---------- RECORD LIST ----------

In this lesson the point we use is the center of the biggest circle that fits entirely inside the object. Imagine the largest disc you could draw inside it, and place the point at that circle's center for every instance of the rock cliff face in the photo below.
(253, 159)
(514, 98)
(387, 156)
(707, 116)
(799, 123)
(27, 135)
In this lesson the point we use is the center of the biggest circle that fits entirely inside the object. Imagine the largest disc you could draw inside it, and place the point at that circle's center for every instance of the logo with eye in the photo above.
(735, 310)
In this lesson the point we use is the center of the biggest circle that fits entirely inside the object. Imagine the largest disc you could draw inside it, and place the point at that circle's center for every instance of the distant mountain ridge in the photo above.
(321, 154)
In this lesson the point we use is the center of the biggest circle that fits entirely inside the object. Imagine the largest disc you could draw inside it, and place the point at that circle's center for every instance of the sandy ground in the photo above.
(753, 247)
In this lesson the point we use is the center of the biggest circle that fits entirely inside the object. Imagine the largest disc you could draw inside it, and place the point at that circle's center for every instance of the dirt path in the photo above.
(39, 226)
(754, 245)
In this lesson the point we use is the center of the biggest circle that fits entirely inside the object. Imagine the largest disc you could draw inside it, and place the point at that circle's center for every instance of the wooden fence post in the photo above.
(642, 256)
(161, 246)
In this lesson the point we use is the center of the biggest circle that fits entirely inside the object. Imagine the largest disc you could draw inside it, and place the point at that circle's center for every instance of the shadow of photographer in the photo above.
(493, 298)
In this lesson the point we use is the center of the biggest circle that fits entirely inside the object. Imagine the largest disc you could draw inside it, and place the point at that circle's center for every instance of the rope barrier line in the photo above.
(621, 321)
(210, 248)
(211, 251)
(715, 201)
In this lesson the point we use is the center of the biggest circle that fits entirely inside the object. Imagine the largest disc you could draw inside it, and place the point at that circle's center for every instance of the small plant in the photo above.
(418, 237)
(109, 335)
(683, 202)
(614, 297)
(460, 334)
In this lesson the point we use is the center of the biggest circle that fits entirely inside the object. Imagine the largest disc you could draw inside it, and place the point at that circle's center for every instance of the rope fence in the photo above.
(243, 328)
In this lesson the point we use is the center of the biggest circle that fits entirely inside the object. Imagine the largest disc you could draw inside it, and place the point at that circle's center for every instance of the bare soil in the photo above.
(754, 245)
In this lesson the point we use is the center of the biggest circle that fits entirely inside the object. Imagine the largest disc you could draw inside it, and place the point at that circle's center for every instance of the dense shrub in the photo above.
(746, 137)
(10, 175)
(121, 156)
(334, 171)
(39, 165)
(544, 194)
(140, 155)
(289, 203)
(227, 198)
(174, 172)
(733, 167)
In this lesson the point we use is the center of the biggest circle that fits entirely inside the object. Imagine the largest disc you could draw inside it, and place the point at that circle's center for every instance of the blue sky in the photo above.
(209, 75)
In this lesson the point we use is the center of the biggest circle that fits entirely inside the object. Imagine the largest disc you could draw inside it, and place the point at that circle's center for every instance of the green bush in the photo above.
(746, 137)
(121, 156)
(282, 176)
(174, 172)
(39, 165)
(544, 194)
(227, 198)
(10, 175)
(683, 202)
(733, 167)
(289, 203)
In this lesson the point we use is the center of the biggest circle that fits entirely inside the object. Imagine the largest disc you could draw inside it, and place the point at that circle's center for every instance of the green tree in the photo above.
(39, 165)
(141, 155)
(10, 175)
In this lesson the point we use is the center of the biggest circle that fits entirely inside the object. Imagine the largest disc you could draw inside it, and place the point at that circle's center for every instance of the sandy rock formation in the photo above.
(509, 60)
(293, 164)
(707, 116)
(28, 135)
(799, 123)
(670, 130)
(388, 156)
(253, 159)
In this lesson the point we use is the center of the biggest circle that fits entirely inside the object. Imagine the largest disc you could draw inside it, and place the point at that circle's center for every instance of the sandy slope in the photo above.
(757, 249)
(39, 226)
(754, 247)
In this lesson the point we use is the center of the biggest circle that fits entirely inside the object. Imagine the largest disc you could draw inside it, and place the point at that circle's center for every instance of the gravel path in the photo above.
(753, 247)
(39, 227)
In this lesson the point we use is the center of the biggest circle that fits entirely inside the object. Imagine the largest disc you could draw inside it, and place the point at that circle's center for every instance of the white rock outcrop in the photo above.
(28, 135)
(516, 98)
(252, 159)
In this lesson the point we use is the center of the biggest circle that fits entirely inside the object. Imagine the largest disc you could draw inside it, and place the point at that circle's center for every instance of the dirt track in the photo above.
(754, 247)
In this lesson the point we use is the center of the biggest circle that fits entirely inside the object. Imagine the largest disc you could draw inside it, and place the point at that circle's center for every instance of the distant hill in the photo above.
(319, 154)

----------

Write out everything from the line containing "tree in the photo above." down to the last line of the records above, with both that line and the last line included, reproducing each line unchanged.

In this lesson the point we use is the center of the biggest circle that fits entirely inside the object. Imagine the largest disc you could draw inside it, and place the point at that circle's center for every instance of the green tree in the photo above.
(39, 165)
(141, 155)
(10, 175)
In this lesson the point we use is the center of the biggest circle that fits entirely inside the object. Imagine the largest disc you could draw inside it, and place the point at that circle's center for every instance of the sandy rock formation in the photo above.
(509, 60)
(293, 164)
(707, 116)
(28, 135)
(799, 123)
(670, 130)
(388, 156)
(253, 159)
In this lesson the point we use is the center of the biggest circle that fits entirely inside the object. Imagine the largest disc you could draw inside it, and place the point at that circle's center for every instance of the sandy slope in the photo above.
(757, 249)
(39, 226)
(754, 247)
In this lesson the point we use is the center of the biggest circle that fits entirely inside the object. Imagine the largest disc you could draw inside it, and place the point at that circle's center for every instance of the gravel path in the photo above.
(753, 247)
(39, 227)
In this lesson the point we use is the center of the biggest circle that fits entirely inside the object. Imagine the largest disc you could draw inside it, and place the point at that circle's center for every instance of the white rock outcrop in the photo above.
(28, 135)
(516, 98)
(252, 159)
In this lesson the point we use is the center of the biggest circle that fits entirely inside the object. Imagine the largest disc you could draw inside it, and place the point at that circle's center for every instance of the dirt track in the photo above.
(754, 247)
In this lesson the point we use is the center of the biggest circle that fits entirely inside the object. Imagine the largest disc you could draw inside it, and place the point at that circle's center for every instance of the distant hill in the photo above.
(319, 154)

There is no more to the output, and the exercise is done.